WRITTEN REQUEST:
Convert every line of the listing below into a numbered list, omitting blank lines.

# START OF DATA SECTION

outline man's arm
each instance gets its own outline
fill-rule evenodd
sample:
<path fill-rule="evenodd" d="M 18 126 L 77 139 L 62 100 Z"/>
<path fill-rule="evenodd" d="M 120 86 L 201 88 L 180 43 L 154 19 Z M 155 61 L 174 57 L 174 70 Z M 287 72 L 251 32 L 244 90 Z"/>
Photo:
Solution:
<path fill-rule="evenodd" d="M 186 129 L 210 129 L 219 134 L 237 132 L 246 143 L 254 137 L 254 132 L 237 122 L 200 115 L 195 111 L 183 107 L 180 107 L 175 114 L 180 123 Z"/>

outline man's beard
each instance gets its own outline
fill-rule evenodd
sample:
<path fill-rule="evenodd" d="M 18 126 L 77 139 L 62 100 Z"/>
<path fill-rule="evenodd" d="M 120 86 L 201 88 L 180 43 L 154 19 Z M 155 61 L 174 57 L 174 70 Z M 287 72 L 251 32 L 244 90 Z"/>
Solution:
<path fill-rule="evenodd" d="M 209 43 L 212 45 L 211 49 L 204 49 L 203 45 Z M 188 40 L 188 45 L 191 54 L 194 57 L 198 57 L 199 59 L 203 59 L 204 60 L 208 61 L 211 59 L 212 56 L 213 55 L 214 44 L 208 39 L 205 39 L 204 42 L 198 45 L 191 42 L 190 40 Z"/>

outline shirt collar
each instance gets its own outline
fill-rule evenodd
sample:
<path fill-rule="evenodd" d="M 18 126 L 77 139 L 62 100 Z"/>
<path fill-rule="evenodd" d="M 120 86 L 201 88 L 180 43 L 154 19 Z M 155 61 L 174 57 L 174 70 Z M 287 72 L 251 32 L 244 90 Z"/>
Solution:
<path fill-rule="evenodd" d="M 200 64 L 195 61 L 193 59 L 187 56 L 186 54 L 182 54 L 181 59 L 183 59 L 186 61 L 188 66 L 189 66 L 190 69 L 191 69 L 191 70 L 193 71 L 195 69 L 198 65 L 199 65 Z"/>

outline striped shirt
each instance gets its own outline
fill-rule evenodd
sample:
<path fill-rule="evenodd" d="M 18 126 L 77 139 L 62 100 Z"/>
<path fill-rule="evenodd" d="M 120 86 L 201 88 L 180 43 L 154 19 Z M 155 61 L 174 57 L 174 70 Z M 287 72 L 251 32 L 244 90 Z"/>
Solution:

# END OF DATA SECTION

EXERCISE OUTPUT:
1. outline man's arm
2. each instance gets its own outline
3. fill-rule evenodd
4. sample:
5. <path fill-rule="evenodd" d="M 18 126 L 77 139 L 62 100 Z"/>
6. <path fill-rule="evenodd" d="M 120 86 L 201 88 L 180 43 L 154 19 Z M 155 61 L 174 57 L 174 70 Z M 287 72 L 251 32 L 244 90 Z"/>
7. Photo:
8. Solution:
9. <path fill-rule="evenodd" d="M 186 129 L 210 129 L 219 134 L 237 132 L 246 143 L 254 137 L 254 132 L 237 122 L 200 115 L 195 111 L 183 107 L 180 107 L 175 114 L 180 123 Z"/>
10. outline man's beard
11. each instance gets its own outline
12. fill-rule evenodd
13. sample:
14. <path fill-rule="evenodd" d="M 18 126 L 77 139 L 62 100 Z"/>
15. <path fill-rule="evenodd" d="M 120 86 L 201 88 L 180 43 L 154 19 Z M 155 61 L 174 57 L 174 70 Z M 287 72 L 251 32 L 244 90 Z"/>
16. Solution:
17. <path fill-rule="evenodd" d="M 209 43 L 212 45 L 211 49 L 204 49 L 203 45 Z M 188 40 L 188 45 L 191 54 L 194 57 L 198 57 L 199 59 L 203 59 L 204 60 L 208 61 L 211 59 L 212 56 L 213 55 L 214 44 L 208 39 L 205 39 L 204 42 L 198 45 L 191 42 L 190 40 Z"/>
18. outline shirt collar
19. each instance gets its own outline
20. fill-rule evenodd
21. sample:
22. <path fill-rule="evenodd" d="M 18 126 L 77 139 L 62 100 Z"/>
23. <path fill-rule="evenodd" d="M 120 86 L 201 88 L 180 43 L 154 19 Z M 155 61 L 174 57 L 174 70 Z M 287 72 L 251 32 L 244 90 Z"/>
24. Solution:
25. <path fill-rule="evenodd" d="M 200 64 L 195 61 L 193 59 L 187 56 L 186 54 L 182 54 L 181 59 L 183 59 L 186 61 L 188 66 L 189 66 L 190 69 L 191 69 L 191 70 L 193 71 L 195 69 L 198 65 L 199 65 Z"/>
26. outline striped shirt
27. each instance gets its own outline
28. fill-rule evenodd
29. sample:
30. <path fill-rule="evenodd" d="M 18 126 L 77 139 L 62 100 Z"/>
31. <path fill-rule="evenodd" d="M 120 86 L 201 88 L 180 43 L 154 19 Z M 155 61 L 174 57 L 174 70 Z M 287 72 L 251 32 L 244 90 Z"/>
32. Solution:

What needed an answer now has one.